What you need to do » Where the word "above" appears in a line below, copy the whole line.

[Dataset entries]
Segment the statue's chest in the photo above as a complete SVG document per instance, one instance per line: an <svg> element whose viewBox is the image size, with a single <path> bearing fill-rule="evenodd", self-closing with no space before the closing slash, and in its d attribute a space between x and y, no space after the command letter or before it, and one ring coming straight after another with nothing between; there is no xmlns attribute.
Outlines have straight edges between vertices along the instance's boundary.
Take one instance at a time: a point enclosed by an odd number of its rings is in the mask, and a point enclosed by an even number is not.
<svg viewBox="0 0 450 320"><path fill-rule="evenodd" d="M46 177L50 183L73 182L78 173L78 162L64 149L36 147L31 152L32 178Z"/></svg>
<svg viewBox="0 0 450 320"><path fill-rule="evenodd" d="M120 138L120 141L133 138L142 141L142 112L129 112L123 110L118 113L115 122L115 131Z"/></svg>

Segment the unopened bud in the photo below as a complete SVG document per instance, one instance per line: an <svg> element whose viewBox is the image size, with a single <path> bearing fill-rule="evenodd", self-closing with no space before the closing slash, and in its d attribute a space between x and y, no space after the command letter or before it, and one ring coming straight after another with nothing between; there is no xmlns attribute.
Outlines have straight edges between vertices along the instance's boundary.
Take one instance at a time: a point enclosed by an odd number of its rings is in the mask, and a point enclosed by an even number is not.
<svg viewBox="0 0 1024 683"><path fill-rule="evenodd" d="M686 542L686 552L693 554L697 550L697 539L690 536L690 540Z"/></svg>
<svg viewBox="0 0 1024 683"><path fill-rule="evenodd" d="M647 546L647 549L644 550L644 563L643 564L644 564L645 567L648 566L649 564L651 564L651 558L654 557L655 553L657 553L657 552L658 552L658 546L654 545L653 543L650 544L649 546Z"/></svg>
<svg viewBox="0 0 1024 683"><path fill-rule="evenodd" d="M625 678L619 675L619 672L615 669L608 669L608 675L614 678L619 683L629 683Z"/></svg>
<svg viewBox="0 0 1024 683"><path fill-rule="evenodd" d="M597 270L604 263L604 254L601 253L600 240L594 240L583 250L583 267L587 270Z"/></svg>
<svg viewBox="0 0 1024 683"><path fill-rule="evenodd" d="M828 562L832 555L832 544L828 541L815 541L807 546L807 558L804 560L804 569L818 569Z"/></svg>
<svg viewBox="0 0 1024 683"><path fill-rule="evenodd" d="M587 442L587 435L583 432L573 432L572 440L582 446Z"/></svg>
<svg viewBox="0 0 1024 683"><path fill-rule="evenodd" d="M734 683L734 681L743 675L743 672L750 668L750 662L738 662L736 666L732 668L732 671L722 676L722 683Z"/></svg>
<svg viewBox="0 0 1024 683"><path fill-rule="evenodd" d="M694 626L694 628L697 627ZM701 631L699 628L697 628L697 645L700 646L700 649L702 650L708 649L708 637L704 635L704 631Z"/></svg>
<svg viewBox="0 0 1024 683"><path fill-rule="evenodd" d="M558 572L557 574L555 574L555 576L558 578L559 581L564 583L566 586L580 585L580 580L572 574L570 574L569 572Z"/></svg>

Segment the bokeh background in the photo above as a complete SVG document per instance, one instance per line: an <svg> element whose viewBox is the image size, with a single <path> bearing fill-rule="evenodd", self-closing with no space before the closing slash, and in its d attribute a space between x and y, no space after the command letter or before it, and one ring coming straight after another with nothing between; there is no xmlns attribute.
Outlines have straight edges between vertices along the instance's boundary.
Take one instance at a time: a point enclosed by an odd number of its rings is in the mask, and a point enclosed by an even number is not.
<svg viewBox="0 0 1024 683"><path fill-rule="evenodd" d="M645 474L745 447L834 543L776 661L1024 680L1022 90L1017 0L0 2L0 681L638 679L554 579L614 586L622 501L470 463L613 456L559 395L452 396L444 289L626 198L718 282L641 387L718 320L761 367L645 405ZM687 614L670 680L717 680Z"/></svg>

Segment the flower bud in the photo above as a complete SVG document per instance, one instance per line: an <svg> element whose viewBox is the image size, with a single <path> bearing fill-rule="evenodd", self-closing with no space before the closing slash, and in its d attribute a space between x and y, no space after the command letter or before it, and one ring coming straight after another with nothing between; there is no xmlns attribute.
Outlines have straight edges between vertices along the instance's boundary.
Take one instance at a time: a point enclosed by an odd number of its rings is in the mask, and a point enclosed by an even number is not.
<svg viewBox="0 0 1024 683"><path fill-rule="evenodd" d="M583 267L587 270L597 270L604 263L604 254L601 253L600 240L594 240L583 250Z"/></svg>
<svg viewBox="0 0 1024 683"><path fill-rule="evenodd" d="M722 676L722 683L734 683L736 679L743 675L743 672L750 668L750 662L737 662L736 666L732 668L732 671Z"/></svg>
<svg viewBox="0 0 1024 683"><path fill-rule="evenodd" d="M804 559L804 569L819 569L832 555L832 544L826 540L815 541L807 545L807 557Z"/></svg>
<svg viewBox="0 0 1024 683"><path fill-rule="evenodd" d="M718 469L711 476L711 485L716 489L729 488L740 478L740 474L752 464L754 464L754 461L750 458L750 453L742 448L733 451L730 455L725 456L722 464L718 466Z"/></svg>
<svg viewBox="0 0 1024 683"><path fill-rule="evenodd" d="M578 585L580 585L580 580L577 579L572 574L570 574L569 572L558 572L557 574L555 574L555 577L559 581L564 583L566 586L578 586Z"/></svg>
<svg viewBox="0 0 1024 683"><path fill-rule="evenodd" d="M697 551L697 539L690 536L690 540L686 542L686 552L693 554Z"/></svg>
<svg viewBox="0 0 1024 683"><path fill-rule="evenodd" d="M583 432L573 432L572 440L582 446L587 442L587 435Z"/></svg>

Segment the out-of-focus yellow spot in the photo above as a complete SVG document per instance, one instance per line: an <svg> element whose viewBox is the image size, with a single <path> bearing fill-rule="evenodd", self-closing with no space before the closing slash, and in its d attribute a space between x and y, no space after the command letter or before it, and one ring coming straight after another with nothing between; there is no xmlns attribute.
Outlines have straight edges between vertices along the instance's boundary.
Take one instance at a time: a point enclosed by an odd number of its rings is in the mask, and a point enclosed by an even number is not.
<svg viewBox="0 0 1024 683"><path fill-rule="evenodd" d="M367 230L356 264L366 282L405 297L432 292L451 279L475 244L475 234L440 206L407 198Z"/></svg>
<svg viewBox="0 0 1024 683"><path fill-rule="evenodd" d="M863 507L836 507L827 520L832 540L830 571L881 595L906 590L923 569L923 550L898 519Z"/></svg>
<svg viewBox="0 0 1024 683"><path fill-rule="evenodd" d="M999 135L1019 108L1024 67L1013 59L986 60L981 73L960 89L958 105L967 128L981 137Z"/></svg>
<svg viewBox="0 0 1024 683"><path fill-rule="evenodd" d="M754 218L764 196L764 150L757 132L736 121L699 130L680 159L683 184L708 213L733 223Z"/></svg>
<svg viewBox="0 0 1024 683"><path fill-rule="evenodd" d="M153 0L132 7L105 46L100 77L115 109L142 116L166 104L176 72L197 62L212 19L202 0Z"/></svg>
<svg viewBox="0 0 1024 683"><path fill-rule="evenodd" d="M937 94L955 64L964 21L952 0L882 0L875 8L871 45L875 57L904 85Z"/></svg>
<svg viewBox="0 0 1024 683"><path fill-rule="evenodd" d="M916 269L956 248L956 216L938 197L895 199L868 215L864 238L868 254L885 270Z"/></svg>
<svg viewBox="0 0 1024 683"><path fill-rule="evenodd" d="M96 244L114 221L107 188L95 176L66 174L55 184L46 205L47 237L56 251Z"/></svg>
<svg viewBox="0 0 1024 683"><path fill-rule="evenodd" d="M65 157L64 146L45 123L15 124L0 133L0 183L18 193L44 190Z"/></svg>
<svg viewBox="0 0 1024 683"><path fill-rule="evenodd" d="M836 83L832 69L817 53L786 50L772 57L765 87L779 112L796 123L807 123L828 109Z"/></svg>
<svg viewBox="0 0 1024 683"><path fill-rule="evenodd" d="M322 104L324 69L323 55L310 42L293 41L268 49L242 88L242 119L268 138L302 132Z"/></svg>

Solution for this task »
Segment the statue's chest in the photo above as a complete SVG document per instance, one instance per line: an <svg> element whose viewBox is the image size, with a single <path> bearing fill-rule="evenodd", self-closing with no space before the closing slash, and in its d attribute a space between x and y, no space after the command letter or before it, and one ring coming straight after another with nothing between; there is no xmlns attribute.
Segment the bokeh background in the photo above as a complete SVG document per instance, one instance per line: an <svg> element whose viewBox is the image size, with a single <path> bearing fill-rule="evenodd", self-closing with no space before the closing slash, and in its d attribute a space between x and y, no space after the command letter or before it, and one ring coming straight after another with nothing between; there is no xmlns attribute.
Segment the flower bud in the photo above as a complete SVG document per instance, one instance per line: an <svg> element whose viewBox is the image size, with a single <path> bearing fill-rule="evenodd", self-closing with no space before the closing slash, and in its d attribute a space between x and y, no space after the command letter or before it, and one ring coming straight after another with nothing between; there is no xmlns attribute.
Segment the out-of-focus yellow spot in the photo above as a complete SVG document per instance, one instance per line: an <svg> element whose viewBox is the image size, with a single <path> bearing fill-rule="evenodd", self-closing with no space before the closing slash, and in its d attribute a space between x and y, no space after the command letter or before it, and one ring coming straight after another with nothing between; there is no xmlns attribute.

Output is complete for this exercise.